■ TASK INPUT ■
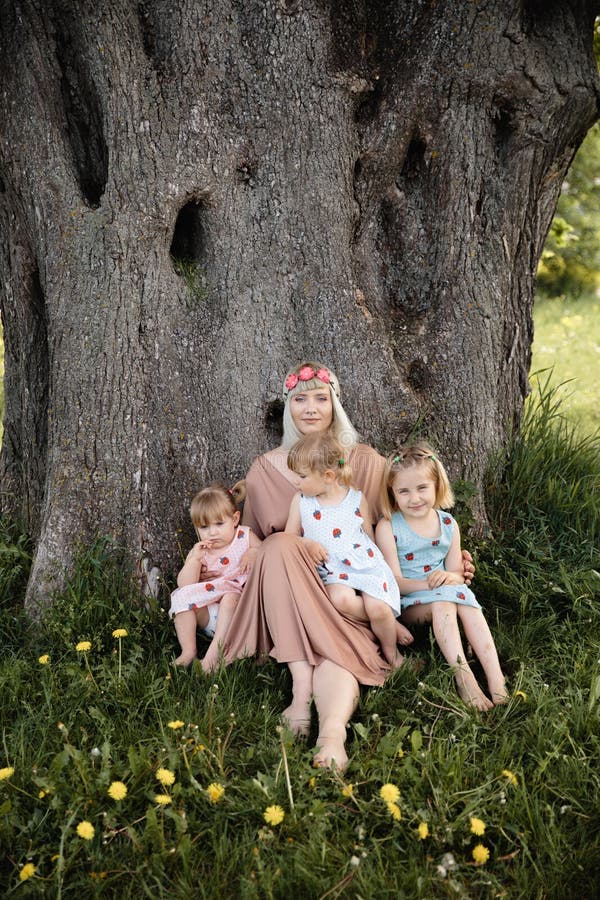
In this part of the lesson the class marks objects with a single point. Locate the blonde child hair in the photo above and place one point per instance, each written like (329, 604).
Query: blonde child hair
(320, 453)
(310, 376)
(417, 453)
(212, 504)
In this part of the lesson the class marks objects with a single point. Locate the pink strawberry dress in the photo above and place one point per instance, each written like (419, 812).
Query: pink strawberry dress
(354, 559)
(418, 556)
(228, 580)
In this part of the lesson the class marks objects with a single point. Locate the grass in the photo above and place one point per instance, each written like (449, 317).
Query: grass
(118, 712)
(567, 341)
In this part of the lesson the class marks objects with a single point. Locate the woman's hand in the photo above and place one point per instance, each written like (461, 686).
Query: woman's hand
(440, 577)
(468, 567)
(316, 551)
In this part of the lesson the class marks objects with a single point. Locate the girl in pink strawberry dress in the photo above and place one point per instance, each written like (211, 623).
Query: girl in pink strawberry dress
(213, 575)
(421, 543)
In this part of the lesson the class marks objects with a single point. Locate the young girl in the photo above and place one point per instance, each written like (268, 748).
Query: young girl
(213, 574)
(421, 544)
(333, 515)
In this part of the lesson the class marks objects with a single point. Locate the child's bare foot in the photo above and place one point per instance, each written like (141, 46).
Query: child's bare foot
(297, 718)
(331, 749)
(210, 661)
(185, 659)
(403, 635)
(469, 690)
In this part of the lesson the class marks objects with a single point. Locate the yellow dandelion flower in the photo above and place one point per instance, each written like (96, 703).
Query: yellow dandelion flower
(480, 854)
(117, 790)
(86, 830)
(477, 826)
(389, 793)
(165, 776)
(394, 811)
(27, 871)
(273, 815)
(215, 792)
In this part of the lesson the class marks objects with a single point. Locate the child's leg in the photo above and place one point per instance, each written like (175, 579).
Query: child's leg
(383, 624)
(444, 619)
(186, 623)
(227, 604)
(297, 714)
(347, 601)
(478, 634)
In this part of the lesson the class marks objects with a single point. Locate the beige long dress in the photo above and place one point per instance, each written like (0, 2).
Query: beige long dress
(284, 610)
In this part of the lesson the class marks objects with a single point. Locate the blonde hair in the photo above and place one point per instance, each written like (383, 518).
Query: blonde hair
(419, 454)
(341, 427)
(212, 504)
(320, 453)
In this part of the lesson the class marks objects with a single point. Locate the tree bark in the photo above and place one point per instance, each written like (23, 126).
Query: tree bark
(194, 196)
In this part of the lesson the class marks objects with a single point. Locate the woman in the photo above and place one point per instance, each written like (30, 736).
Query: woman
(284, 610)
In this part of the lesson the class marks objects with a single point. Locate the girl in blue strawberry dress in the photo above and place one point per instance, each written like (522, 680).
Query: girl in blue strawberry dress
(421, 543)
(331, 514)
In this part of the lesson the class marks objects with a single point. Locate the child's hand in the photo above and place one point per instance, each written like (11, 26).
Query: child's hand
(316, 551)
(247, 560)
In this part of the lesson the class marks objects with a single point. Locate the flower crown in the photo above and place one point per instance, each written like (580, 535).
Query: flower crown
(308, 373)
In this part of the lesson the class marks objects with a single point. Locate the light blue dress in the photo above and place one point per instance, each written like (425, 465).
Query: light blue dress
(418, 556)
(354, 559)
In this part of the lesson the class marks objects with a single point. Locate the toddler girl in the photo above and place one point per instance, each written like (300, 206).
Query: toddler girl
(331, 513)
(421, 543)
(213, 574)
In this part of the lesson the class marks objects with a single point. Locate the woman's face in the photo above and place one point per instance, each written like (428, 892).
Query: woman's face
(312, 411)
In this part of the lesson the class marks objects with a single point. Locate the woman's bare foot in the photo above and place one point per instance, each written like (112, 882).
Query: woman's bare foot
(498, 692)
(331, 750)
(469, 690)
(403, 635)
(184, 660)
(297, 718)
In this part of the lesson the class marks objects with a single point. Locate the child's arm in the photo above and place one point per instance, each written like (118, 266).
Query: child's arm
(317, 552)
(190, 572)
(247, 560)
(364, 511)
(454, 570)
(384, 537)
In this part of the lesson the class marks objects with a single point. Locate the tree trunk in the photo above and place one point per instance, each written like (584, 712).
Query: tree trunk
(194, 196)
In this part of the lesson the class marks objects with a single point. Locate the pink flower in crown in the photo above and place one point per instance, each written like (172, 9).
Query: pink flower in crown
(306, 373)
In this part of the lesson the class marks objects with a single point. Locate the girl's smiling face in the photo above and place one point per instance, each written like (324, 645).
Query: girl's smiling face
(312, 411)
(414, 491)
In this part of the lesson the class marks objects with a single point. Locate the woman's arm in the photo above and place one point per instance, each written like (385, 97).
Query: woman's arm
(364, 511)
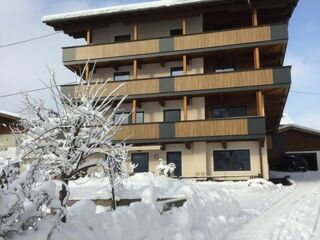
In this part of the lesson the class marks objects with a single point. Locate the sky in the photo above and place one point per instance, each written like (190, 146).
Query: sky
(24, 66)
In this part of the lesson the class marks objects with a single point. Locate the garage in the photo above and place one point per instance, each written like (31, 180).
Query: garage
(293, 139)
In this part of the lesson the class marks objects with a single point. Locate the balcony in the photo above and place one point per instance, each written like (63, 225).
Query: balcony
(194, 84)
(187, 44)
(197, 130)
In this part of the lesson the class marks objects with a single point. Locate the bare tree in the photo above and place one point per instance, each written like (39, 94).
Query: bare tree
(77, 134)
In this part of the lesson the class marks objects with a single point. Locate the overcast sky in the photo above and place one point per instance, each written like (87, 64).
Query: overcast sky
(24, 66)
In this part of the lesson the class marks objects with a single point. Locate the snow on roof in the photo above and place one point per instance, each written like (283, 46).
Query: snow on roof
(9, 114)
(286, 119)
(121, 9)
(299, 127)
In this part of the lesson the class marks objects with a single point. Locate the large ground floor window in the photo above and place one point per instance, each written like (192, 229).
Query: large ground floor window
(141, 160)
(231, 160)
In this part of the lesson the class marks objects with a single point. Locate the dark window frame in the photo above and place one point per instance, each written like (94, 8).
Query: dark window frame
(119, 74)
(122, 38)
(176, 69)
(171, 110)
(124, 113)
(141, 153)
(215, 164)
(224, 68)
(176, 32)
(228, 108)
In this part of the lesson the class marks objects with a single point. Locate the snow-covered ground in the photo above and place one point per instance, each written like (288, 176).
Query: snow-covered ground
(254, 209)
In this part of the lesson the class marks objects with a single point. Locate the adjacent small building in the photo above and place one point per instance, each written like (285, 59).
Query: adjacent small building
(294, 139)
(205, 79)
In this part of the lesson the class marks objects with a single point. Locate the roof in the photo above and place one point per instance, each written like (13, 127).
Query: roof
(9, 115)
(286, 119)
(300, 128)
(135, 7)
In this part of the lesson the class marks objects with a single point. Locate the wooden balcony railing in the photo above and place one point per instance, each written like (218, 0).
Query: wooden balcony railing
(193, 84)
(179, 44)
(196, 130)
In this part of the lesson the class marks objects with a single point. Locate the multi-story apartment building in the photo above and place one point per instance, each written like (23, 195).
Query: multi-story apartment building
(205, 78)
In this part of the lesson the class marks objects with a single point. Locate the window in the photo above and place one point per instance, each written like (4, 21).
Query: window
(141, 160)
(171, 115)
(176, 32)
(177, 71)
(121, 76)
(122, 38)
(126, 117)
(231, 160)
(140, 117)
(221, 69)
(224, 112)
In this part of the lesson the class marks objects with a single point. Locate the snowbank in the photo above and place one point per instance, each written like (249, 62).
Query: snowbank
(212, 210)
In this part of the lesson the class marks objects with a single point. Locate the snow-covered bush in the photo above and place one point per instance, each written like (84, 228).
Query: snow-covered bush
(164, 169)
(24, 203)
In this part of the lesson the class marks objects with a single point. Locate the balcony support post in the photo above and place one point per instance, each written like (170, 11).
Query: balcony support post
(185, 108)
(87, 72)
(135, 69)
(134, 111)
(135, 31)
(254, 16)
(88, 37)
(256, 58)
(185, 64)
(260, 104)
(184, 26)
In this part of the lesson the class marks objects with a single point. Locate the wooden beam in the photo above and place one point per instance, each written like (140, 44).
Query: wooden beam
(256, 53)
(184, 25)
(162, 102)
(185, 108)
(87, 72)
(254, 16)
(134, 111)
(224, 144)
(135, 31)
(260, 157)
(135, 69)
(185, 64)
(260, 103)
(88, 37)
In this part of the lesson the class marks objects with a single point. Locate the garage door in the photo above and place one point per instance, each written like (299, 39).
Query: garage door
(311, 158)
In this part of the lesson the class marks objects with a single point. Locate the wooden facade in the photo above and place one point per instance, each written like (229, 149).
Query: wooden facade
(190, 83)
(180, 43)
(191, 129)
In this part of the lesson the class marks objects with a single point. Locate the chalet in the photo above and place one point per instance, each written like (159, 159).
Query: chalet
(205, 79)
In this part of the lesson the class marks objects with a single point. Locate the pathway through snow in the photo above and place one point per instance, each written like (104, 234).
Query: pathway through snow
(295, 216)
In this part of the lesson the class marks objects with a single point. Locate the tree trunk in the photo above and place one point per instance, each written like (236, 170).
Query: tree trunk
(62, 196)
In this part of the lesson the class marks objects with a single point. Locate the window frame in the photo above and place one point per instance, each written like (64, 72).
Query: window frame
(171, 110)
(176, 32)
(177, 69)
(124, 36)
(124, 73)
(230, 170)
(228, 108)
(124, 113)
(224, 68)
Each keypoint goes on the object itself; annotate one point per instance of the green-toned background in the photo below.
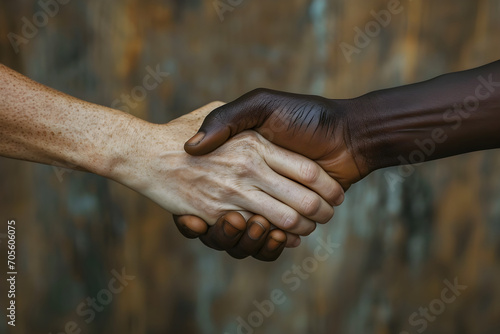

■ WORK TO BE COMPLETED ■
Copy the entries above exactly, but only from the line holding "Query: blonde child hair" through the line holding "like (419, 812).", both included.

■ FINISHED EXERCISE ■
Query: blonde child hair
(320, 453)
(310, 376)
(417, 453)
(212, 504)
In this part of the lesson the class marks objects with a single point. Locate the pink strawberry dress in the photo above and place one point per instance, each written like (419, 812).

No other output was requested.